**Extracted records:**
○ ○ ○ ○ ○ ○ ○
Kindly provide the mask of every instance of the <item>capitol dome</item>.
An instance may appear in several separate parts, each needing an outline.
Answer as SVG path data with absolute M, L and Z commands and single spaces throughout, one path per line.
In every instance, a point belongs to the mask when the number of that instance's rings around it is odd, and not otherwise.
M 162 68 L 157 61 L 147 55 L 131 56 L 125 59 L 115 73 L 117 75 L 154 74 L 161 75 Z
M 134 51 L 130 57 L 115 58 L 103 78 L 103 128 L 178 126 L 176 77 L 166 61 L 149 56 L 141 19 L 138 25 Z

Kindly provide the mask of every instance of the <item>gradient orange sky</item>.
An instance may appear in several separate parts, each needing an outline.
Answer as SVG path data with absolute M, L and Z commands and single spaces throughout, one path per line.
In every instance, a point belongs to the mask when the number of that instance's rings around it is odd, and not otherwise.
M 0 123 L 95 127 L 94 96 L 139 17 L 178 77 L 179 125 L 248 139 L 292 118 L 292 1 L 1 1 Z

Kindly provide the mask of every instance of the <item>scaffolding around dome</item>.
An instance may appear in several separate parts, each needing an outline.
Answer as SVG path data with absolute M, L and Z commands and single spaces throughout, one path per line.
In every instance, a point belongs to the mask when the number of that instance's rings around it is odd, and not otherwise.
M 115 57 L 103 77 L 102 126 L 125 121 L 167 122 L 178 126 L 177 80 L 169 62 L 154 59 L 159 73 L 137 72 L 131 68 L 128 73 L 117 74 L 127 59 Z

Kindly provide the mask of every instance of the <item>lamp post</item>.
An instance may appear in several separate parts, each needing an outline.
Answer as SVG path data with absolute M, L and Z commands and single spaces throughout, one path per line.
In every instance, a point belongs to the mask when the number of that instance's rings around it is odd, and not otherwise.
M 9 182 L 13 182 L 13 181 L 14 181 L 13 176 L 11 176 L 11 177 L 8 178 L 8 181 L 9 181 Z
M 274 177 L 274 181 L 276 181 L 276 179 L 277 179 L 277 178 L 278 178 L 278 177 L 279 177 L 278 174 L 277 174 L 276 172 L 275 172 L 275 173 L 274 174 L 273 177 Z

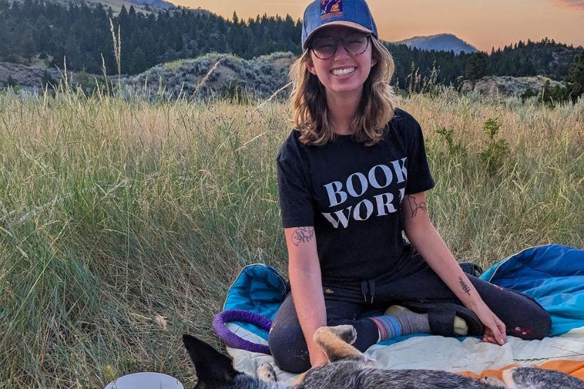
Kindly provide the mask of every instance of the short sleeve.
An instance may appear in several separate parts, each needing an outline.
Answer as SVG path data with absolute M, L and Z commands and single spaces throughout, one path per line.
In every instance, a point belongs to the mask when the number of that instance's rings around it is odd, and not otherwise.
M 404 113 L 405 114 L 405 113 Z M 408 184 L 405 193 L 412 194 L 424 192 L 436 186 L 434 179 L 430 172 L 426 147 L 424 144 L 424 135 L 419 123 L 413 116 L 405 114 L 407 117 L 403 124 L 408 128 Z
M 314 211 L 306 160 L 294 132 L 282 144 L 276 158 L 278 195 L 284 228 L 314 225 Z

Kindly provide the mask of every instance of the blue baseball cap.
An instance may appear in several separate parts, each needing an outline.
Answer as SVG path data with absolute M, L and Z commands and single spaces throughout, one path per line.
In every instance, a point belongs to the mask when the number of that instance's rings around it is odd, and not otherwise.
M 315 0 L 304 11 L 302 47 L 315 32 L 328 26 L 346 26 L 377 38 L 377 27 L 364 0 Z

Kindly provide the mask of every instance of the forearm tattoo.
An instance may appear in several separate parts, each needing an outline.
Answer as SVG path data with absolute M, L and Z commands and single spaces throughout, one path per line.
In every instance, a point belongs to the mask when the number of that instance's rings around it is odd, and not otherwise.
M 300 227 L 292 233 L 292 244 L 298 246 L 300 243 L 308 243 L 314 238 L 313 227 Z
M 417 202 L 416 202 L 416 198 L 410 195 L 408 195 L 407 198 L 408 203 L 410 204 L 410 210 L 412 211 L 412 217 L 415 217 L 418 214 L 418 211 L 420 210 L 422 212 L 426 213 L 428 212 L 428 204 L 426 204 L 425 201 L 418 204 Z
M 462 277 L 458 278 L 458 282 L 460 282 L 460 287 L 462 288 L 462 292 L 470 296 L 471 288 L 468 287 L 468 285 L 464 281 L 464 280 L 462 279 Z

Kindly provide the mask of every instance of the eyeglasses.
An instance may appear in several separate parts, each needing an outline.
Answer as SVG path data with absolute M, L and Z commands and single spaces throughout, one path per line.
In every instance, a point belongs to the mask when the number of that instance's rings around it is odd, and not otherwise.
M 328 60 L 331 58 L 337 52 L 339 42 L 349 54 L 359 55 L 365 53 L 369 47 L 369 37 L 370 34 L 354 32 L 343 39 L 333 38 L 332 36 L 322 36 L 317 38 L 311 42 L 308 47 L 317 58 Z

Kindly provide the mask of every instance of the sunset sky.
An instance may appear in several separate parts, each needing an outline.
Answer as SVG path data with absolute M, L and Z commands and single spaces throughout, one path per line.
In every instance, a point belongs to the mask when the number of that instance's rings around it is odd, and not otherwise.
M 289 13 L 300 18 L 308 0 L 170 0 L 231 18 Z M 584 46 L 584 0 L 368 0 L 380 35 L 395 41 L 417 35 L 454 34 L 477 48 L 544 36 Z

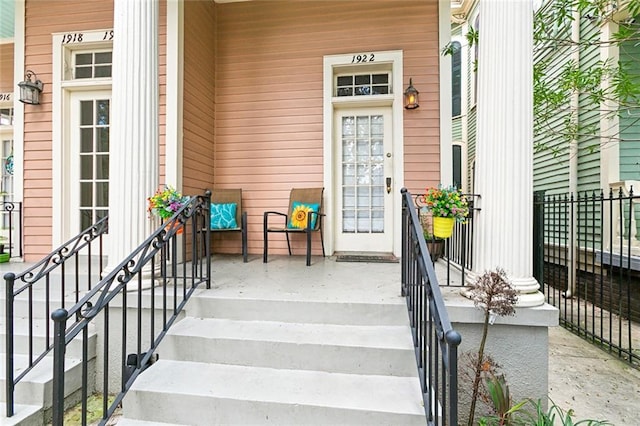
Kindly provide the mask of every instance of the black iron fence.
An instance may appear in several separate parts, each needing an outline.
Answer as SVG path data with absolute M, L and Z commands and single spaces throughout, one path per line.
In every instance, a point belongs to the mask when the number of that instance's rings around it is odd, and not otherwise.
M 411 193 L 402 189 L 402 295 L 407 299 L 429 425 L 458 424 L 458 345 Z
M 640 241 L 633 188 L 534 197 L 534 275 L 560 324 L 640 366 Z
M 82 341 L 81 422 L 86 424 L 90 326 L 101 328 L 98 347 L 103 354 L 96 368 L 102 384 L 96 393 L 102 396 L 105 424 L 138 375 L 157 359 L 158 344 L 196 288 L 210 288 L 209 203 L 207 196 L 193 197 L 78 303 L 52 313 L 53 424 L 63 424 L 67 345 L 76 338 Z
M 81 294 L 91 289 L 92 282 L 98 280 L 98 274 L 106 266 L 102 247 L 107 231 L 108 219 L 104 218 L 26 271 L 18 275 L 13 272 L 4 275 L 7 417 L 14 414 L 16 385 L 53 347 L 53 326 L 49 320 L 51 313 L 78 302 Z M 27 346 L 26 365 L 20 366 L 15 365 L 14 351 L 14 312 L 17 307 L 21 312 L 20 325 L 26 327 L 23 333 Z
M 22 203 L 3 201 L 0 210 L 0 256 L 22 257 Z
○ ○ ○ ○ ○ ○ ○
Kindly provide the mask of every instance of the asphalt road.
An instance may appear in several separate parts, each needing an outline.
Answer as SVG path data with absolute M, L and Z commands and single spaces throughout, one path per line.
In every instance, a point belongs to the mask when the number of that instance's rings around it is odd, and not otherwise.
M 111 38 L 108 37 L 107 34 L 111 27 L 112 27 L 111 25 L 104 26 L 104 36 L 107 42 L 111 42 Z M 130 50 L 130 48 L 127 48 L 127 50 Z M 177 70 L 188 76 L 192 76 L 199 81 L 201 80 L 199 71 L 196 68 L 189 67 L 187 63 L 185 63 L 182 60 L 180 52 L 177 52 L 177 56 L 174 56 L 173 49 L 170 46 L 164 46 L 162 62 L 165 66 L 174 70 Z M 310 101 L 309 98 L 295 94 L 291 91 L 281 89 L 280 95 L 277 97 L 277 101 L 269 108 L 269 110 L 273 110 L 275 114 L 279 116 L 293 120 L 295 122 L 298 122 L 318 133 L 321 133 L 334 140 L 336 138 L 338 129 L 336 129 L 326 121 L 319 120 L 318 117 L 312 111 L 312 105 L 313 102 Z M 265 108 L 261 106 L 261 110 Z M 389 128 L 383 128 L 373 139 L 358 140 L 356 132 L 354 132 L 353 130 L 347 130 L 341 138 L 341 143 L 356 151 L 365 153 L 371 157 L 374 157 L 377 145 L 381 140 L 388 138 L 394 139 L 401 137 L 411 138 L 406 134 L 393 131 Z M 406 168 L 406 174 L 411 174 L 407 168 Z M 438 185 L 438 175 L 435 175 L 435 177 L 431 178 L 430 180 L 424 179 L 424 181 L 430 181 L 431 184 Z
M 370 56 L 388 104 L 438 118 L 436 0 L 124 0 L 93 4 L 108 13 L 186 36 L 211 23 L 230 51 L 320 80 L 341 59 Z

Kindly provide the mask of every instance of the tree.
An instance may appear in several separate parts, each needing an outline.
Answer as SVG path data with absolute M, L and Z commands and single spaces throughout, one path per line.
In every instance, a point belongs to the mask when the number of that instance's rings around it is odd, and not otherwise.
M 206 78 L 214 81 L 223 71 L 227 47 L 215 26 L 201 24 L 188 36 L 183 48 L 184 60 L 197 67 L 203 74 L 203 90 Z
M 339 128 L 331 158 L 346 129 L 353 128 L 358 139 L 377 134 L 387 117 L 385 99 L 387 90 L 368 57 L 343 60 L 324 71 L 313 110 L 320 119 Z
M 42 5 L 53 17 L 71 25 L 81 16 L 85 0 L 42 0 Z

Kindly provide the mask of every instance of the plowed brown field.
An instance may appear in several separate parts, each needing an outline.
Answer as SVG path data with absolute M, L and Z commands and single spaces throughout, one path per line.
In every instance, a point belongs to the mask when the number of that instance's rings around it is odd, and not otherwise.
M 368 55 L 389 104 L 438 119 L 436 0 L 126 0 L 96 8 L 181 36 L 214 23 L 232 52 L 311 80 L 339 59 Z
○ ○ ○ ○ ○ ○ ○
**Set problem:**
Reproduce the lines starting at the line containing "Kindly provide the mask of every instance of the black" and ending at the line containing "M 81 294 L 91", substituting "wrought iron railing" for "black iron fence" and leaving everything else unchanged.

**Written solution:**
Kindly provide the mask of every instance of the wrought iron railing.
An instance may appear in several separate parts, each needing an outline.
Answer as SVG path data with absolute M, L and Z commands and single spaces throughout, one path per line.
In every instance, a point belongs to the mask when the number of that instance's rings around it is odd, and not otherwise.
M 411 193 L 402 189 L 402 295 L 407 299 L 429 425 L 458 424 L 458 345 Z
M 640 241 L 633 188 L 534 197 L 534 275 L 560 324 L 640 366 Z
M 82 341 L 81 422 L 86 424 L 90 326 L 101 328 L 98 347 L 103 354 L 96 368 L 102 384 L 96 393 L 102 396 L 105 424 L 138 375 L 157 359 L 158 344 L 196 288 L 210 288 L 209 203 L 207 196 L 193 197 L 78 303 L 52 313 L 53 424 L 63 424 L 67 345 L 76 338 Z
M 81 294 L 91 289 L 92 282 L 98 280 L 98 274 L 106 266 L 102 247 L 107 231 L 108 219 L 104 218 L 26 271 L 18 275 L 13 272 L 4 275 L 7 417 L 14 414 L 16 385 L 53 347 L 53 326 L 49 320 L 51 313 L 78 302 Z M 27 346 L 26 365 L 20 366 L 15 365 L 14 351 L 14 312 L 17 307 L 21 312 L 20 325 L 26 327 L 23 333 Z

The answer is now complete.